* [THE TASK] Your answer must be the full set of records, repeated exactly.
####
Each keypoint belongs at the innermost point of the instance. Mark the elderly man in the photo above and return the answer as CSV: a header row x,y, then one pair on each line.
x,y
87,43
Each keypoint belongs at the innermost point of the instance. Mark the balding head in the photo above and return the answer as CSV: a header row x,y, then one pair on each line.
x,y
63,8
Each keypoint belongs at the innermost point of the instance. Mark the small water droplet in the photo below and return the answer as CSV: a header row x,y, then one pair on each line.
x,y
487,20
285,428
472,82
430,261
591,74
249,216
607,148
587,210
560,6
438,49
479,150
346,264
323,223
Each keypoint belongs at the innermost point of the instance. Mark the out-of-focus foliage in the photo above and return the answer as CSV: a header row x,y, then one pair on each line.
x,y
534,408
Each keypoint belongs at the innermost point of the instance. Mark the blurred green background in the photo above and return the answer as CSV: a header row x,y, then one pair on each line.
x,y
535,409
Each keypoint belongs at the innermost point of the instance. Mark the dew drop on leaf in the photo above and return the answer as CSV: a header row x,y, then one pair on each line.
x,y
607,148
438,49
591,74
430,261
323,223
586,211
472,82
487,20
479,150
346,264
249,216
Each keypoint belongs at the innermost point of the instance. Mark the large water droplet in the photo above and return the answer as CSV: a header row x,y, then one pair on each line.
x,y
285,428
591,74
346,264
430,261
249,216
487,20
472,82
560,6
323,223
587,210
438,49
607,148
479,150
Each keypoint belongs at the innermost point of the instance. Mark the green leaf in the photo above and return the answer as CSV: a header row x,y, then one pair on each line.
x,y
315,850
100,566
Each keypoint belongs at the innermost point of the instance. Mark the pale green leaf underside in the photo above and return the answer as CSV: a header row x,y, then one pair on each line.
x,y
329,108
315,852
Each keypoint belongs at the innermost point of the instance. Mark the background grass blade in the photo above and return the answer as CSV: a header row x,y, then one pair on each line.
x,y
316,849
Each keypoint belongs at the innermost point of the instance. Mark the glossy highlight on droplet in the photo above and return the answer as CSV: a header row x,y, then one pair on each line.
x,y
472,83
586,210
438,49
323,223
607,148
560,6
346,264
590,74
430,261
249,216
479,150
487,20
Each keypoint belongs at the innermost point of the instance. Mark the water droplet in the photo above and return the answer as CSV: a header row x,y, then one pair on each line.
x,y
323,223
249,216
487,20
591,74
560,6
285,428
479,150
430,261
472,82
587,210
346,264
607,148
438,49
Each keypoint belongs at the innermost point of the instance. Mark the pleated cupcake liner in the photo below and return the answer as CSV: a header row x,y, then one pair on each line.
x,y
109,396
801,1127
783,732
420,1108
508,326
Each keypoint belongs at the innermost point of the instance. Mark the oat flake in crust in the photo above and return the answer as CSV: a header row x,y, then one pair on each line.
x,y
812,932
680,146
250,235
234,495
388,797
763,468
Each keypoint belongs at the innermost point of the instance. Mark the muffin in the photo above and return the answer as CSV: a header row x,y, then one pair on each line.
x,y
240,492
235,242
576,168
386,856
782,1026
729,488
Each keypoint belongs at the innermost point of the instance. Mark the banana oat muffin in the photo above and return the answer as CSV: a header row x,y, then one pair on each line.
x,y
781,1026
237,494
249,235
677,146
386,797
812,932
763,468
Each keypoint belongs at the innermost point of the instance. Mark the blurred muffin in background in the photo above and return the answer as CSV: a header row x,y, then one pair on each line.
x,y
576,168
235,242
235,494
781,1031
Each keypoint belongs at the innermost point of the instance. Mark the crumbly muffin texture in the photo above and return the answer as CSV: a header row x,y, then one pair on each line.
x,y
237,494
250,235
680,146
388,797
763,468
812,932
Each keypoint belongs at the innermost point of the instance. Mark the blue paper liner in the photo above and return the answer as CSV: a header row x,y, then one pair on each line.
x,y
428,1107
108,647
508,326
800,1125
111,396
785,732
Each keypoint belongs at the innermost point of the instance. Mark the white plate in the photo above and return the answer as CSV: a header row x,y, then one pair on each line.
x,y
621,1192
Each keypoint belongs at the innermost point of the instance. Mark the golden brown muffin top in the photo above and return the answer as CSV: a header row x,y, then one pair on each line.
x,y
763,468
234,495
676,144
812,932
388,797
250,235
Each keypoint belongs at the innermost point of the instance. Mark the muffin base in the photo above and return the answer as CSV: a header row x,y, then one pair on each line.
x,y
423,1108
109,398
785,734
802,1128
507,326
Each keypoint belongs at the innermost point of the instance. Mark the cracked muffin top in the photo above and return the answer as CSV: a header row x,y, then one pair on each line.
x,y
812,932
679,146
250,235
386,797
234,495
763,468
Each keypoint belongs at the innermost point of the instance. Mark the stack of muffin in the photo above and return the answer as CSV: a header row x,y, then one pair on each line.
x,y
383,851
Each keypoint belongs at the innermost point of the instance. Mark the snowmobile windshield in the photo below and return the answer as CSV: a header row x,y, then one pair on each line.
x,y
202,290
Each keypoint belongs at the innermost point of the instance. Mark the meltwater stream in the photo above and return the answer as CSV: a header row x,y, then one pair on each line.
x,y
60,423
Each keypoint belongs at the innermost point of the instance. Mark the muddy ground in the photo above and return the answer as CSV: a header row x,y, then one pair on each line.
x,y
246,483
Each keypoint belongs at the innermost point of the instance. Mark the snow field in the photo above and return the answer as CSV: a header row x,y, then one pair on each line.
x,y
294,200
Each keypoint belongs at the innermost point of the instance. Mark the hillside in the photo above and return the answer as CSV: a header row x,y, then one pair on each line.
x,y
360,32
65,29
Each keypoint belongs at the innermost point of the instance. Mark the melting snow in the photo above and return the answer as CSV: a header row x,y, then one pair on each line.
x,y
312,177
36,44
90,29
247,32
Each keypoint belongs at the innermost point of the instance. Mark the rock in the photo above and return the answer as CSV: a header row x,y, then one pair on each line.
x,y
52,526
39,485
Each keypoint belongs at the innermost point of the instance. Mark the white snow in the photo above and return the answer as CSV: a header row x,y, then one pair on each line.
####
* [TASK RESPONSE]
Each keypoint belongs at the innermost point of the instance. Mark the elderly man in the photo above and return the answer as CSV: a header row x,y, then one pair on each line.
x,y
87,43
Each keypoint belongs at the innermost point of the instance. Mark the balding head in the photo above and return the answer as CSV: a header row x,y, then one pair on each line.
x,y
63,8
Each keypoint belongs at the innermost point of the instance. Mark the small water droplet in the photo below and return the answer as CSV: a header row x,y, then one pair on each line.
x,y
487,20
285,428
472,82
430,261
591,74
249,216
607,148
587,210
560,6
438,49
479,150
346,264
323,223
Each keypoint belongs at the innermost point of the instance. Mark the out-of-focus foliage in the photo above and return the answer as CSV: a header row x,y, then one pair on each line.
x,y
534,408
Each keypoint belongs at the innermost point of the instance. Mark the blurred green background in the photo above and return the answer as CSV: a header row x,y, then one pair on each line.
x,y
535,409
Each keypoint belongs at the innermost point of the instance. Mark the dew drop on leaf in the photo above and return the answer as CSV: a header row x,y, then one pair on each line.
x,y
607,148
438,49
591,74
430,261
323,223
586,211
472,82
487,20
479,150
346,264
249,216
Each keypoint belongs at the innermost point of the instance. Mark the large water droplet in the photo above and return the answer as CSV: a header row x,y, then one pair on each line.
x,y
285,428
591,74
346,264
430,261
249,216
487,20
472,82
560,6
323,223
587,210
438,49
607,148
479,150
Each keypoint belongs at the innermost point of the instance. Mark the green leaf in the photo above and return the answer as CSV: a header row x,y, then one pair on each line.
x,y
315,850
100,566
Each keypoint belongs at the innermost point of the instance. Mark the pale green leaf underside in the photo above and return the answer as CSV: a header row x,y, then one pair on each line.
x,y
329,108
315,852
Each keypoint belongs at the innermost point of the instance. Mark the background grass blade in the photo above and return the answer as CSV: a header row x,y, then one pair on each line.
x,y
316,849
Each keypoint belongs at the innermost point of the instance. Mark the glossy highlight on droplet in the photo above and return the answer as CSV: a header row x,y, then one pair on each line.
x,y
472,83
586,210
438,49
323,223
607,148
560,6
346,264
590,74
430,261
249,216
479,150
487,20
Each keypoint belongs at the innermost point of the instance. Mark the water droplet in the photo above and return the answer as CSV: a header row x,y, then one pair on each line.
x,y
323,223
249,216
487,20
591,74
560,6
285,428
479,150
430,261
472,82
587,210
346,264
607,148
438,49
Each keypoint belongs at the innermost point of the instance. Mark the pleated cupcake liner in the photo below and return the answer as CSV: a header row x,y, then one pair on each line.
x,y
109,396
801,1127
783,732
420,1108
508,326
Each keypoint belongs at the innermost point of the instance. Mark the oat flake in crust in the photo above and return the answer as CSV: a header row x,y, then one pair on each line.
x,y
812,932
680,146
250,235
234,495
388,797
763,468
Each keypoint belongs at the innermost point of the instance. Mark the muffin in the photo above and return the answer as CSV: a header row x,y, then one pair on each line.
x,y
240,492
235,242
576,168
386,856
782,1026
729,488
Each keypoint belongs at the innermost point of the instance. Mark the banana oat muffin in the photo above and return the answer as CSV: a header row x,y, then one pair on each line.
x,y
781,1026
237,494
249,235
677,146
386,797
812,932
763,468
Each keypoint belongs at the innermost point of the instance. Mark the blurred muffin in background in the photo above and return the answer as CSV: a header row x,y, then one pair on each line.
x,y
576,168
235,242
235,494
781,1031
Each keypoint belongs at the innermost point of the instance. Mark the crumbly muffin texture in the photo above and return the answer as CSV: a header row x,y, then one pair on each line.
x,y
237,494
250,235
680,146
388,797
763,468
812,932
Each keypoint belongs at the innermost point of the instance. Mark the blue paper liner in the photo above and return the answer as CSV: a header row x,y, then one pair on each line.
x,y
428,1107
108,647
508,326
800,1125
111,396
785,732
Each keypoint belongs at the innermost point of the instance. Mark the white plate in the photo above and return the answer as CSV: a header row x,y, then one pair on each line.
x,y
621,1192
Each keypoint belongs at the innermost point of the instance. Mark the golden brown muffin top in the photo above and return the answer as CSV: a header row x,y, then one pair on each line.
x,y
763,468
234,495
676,144
812,932
388,797
250,235
Each keypoint belongs at the innermost point of the instance. Mark the muffin base in the photo above and return the answer as CSV: a header row x,y, then one pair on each line.
x,y
423,1108
109,398
785,734
802,1128
507,326
Each keypoint belongs at the innermost point of the instance. Mark the cracked muffin top in the photo above and return the answer as CSV: a header row x,y, then one pair on each line.
x,y
812,932
679,146
250,235
386,797
234,495
763,468
Each keypoint belongs at the innermost point of the instance. Mark the stack of muffin in the photo above and return the answer as CSV: a header row x,y, then one pair on each line.
x,y
383,851
Each keypoint belongs at the innermost point of the instance. Mark the snowmobile windshield in the photo below and return the answer as CSV: a header row x,y, then one pair on each line.
x,y
202,290
Each keypoint belongs at the innermost point of the instance. Mark the meltwater stream in the photo above and return the answer as CSV: a header row x,y, then one pair on each line.
x,y
60,423
Each keypoint belongs at the innermost point of the instance. Mark the muddy ground in the photo above and return the answer as CSV: a header row x,y, then one pair on each line.
x,y
246,483
Each keypoint belongs at the innermost point of the instance. Mark the snow field in the photo above and return the answer as CSV: a header row x,y, then one pair on each line.
x,y
294,200
Each keypoint belongs at the innermost point of the instance. Mark the hillside in the photo above and return the answer as CSV: a header row x,y, then one pair on each line.
x,y
360,32
65,29
Each keypoint belongs at the innermost point of the instance. Mark the melting snow in the photo above and return the answer as CSV: a header row x,y, then one pair on each line.
x,y
312,177
36,44
90,29
247,32
Each keypoint belongs at the innermost point of the instance. Mark the rock in the photo above and return the answer as CSV: a header row x,y, then one pair on each line.
x,y
52,526
39,485
Each keypoint belongs at the innermost point of the instance. Mark the white snow in the photo above and return the answer as CSV: a header row x,y, then one pair on each line.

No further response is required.